> [TASK STATEMENT]
Print the entire listing. Each line must match the original exactly.

> [EXCERPTED DATA]
* * * *

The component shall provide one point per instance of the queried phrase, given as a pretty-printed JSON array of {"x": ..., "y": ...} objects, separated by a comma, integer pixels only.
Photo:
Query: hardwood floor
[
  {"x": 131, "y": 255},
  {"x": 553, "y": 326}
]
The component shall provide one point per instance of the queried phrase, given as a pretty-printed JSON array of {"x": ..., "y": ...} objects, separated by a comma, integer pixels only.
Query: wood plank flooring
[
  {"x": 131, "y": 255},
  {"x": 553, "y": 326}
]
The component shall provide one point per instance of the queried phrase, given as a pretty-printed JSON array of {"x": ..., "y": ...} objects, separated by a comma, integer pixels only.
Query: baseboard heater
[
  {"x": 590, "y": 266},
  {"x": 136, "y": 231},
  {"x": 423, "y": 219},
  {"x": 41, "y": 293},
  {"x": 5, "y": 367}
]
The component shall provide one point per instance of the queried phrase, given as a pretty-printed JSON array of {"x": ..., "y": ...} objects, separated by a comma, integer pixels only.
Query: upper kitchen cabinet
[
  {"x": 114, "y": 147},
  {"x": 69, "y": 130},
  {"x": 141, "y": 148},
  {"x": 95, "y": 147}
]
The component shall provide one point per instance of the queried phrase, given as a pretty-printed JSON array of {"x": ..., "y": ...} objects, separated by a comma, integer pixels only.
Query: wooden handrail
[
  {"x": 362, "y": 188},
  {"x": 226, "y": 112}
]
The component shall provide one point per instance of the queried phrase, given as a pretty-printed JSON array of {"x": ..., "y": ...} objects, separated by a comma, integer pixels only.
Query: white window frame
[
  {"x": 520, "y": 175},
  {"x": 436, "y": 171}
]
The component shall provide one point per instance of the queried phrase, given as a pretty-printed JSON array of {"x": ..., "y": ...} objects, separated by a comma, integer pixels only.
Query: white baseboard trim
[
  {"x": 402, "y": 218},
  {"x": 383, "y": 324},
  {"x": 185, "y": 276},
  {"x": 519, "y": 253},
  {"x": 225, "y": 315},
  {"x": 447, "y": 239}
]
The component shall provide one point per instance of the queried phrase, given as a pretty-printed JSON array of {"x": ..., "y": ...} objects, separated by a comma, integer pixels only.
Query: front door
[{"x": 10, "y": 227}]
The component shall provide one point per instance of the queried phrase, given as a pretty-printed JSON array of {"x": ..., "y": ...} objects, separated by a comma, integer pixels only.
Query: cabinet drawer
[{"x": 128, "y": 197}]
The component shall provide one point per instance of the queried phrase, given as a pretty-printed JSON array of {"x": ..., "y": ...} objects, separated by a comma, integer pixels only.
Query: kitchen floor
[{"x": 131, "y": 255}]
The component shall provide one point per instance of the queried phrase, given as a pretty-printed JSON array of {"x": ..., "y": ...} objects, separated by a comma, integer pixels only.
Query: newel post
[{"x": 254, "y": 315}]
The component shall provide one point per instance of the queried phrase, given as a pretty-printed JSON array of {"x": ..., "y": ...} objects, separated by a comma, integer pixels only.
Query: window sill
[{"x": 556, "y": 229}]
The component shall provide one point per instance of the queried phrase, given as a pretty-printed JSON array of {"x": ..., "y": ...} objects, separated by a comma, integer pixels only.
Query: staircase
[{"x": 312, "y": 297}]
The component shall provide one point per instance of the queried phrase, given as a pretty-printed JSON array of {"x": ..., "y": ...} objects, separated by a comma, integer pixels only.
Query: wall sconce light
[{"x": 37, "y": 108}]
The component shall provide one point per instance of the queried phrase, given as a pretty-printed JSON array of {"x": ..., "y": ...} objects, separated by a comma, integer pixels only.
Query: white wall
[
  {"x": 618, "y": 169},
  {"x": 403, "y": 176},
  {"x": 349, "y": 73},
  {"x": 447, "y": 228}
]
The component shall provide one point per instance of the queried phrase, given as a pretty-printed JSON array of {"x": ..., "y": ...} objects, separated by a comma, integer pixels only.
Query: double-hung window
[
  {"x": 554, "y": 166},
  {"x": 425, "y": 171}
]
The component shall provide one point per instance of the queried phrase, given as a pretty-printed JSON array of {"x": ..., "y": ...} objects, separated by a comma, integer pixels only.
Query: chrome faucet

* * * *

> [SOLUTION]
The component shall provide one point per instance of the queried phrase, given as a pretty-printed JSON array of {"x": ..., "y": ...} objects, separated by a comma, integer pixels only.
Photo:
Query: hardwood floor
[
  {"x": 131, "y": 255},
  {"x": 553, "y": 326}
]
The component shall provide one point per instance of the queried phrase, given as a pretty-printed JSON array of {"x": ..., "y": ...} objects, separated by a comma, integer pixels only.
Query: wood plank flooring
[
  {"x": 131, "y": 255},
  {"x": 553, "y": 326}
]
The component shall provide one point per instance of the queried phrase, given as a pretty-printed JSON array of {"x": ..., "y": ...} objects, separated by a comma, integer pixels only.
Query: baseboard heater
[
  {"x": 590, "y": 266},
  {"x": 136, "y": 231},
  {"x": 423, "y": 219},
  {"x": 41, "y": 293},
  {"x": 5, "y": 367}
]
The component shall provide one point per instance of the queried phrase, given as a pretty-printed JSON array of {"x": ..., "y": ...} objects, separated by a comma, integer pixels only.
Query: upper kitchen cabinet
[
  {"x": 114, "y": 147},
  {"x": 69, "y": 130},
  {"x": 141, "y": 148},
  {"x": 95, "y": 147}
]
The component shall provide one point per instance of the queried phrase, given as a pretty-printed JSON array of {"x": ..., "y": ...} objects, separated by a comma, integer pixels only.
Query: wooden handrail
[
  {"x": 362, "y": 188},
  {"x": 226, "y": 112}
]
The component shall provide one point per instance of the queried phrase, given as a pretty-printed JSON array of {"x": ..., "y": ...} objects, separated by a comma, integer pixels only.
Query: white window frame
[
  {"x": 520, "y": 175},
  {"x": 436, "y": 171}
]
The component shall provide one point per instance of the queried phrase, given as a pretty-printed JSON array of {"x": ..., "y": ...} objects, separated by a comma, integer pixels only.
Query: white baseboard trim
[
  {"x": 402, "y": 218},
  {"x": 383, "y": 324},
  {"x": 185, "y": 276},
  {"x": 519, "y": 253},
  {"x": 225, "y": 315},
  {"x": 447, "y": 239}
]
The component shall provide one point per instance of the queried phrase, given as a pretty-printed JSON array of {"x": ..., "y": ...} objects, separated by a comma, integer pixels only.
Query: front door
[{"x": 10, "y": 227}]
The component shall provide one point per instance of the queried phrase, given as a pretty-printed JSON array of {"x": ..., "y": ...} objects, separated by a comma, integer pixels only.
Query: cabinet drawer
[{"x": 128, "y": 197}]
The component shall provide one point per instance of the queried phrase, given as a pretty-printed JSON array of {"x": ..., "y": ...} objects, separated by a comma, integer pixels only.
Query: kitchen floor
[{"x": 131, "y": 255}]
The component shall provide one point per instance of the queried phrase, given as a pretty-printed JSON array of {"x": ..., "y": ...} objects, separated by a comma, integer pixels only.
Query: newel post
[{"x": 254, "y": 315}]
The component shall provide one point per instance of the queried phrase, given as a pretty-printed JSON array of {"x": ..., "y": ...} objects, separated by a comma, integer pixels only.
Query: window sill
[{"x": 556, "y": 229}]
The component shall provide one point per instance of the queried phrase, given as a pretty-printed JSON array of {"x": ..., "y": ...} objects, separated by a comma, integer pixels only.
Query: staircase
[{"x": 312, "y": 297}]
The component shall provide one point per instance of the queried phrase, given as a pretty-printed JSON array of {"x": ..., "y": ...} objects, separated by a comma, integer pixels only.
Query: wall sconce light
[{"x": 37, "y": 108}]
The component shall provide one point per instance of the queried phrase, given as a pretty-printed JSON array of {"x": ..., "y": ...} objects, separated by a comma, integer pixels only.
Query: white wall
[
  {"x": 618, "y": 169},
  {"x": 403, "y": 176},
  {"x": 349, "y": 73},
  {"x": 447, "y": 228}
]
The component shall provide one point per instance of the queried phrase, given as a pretty-printed JSON array of {"x": ..., "y": ...} objects, separated by a comma, integer pixels only.
Query: double-hung window
[
  {"x": 554, "y": 166},
  {"x": 425, "y": 171}
]
The component shall provide one point per instance of the queried phrase, given as a pretty-printed JSON array of {"x": ..., "y": ...} objects, separated by a comma, integer pixels only.
Query: chrome faucet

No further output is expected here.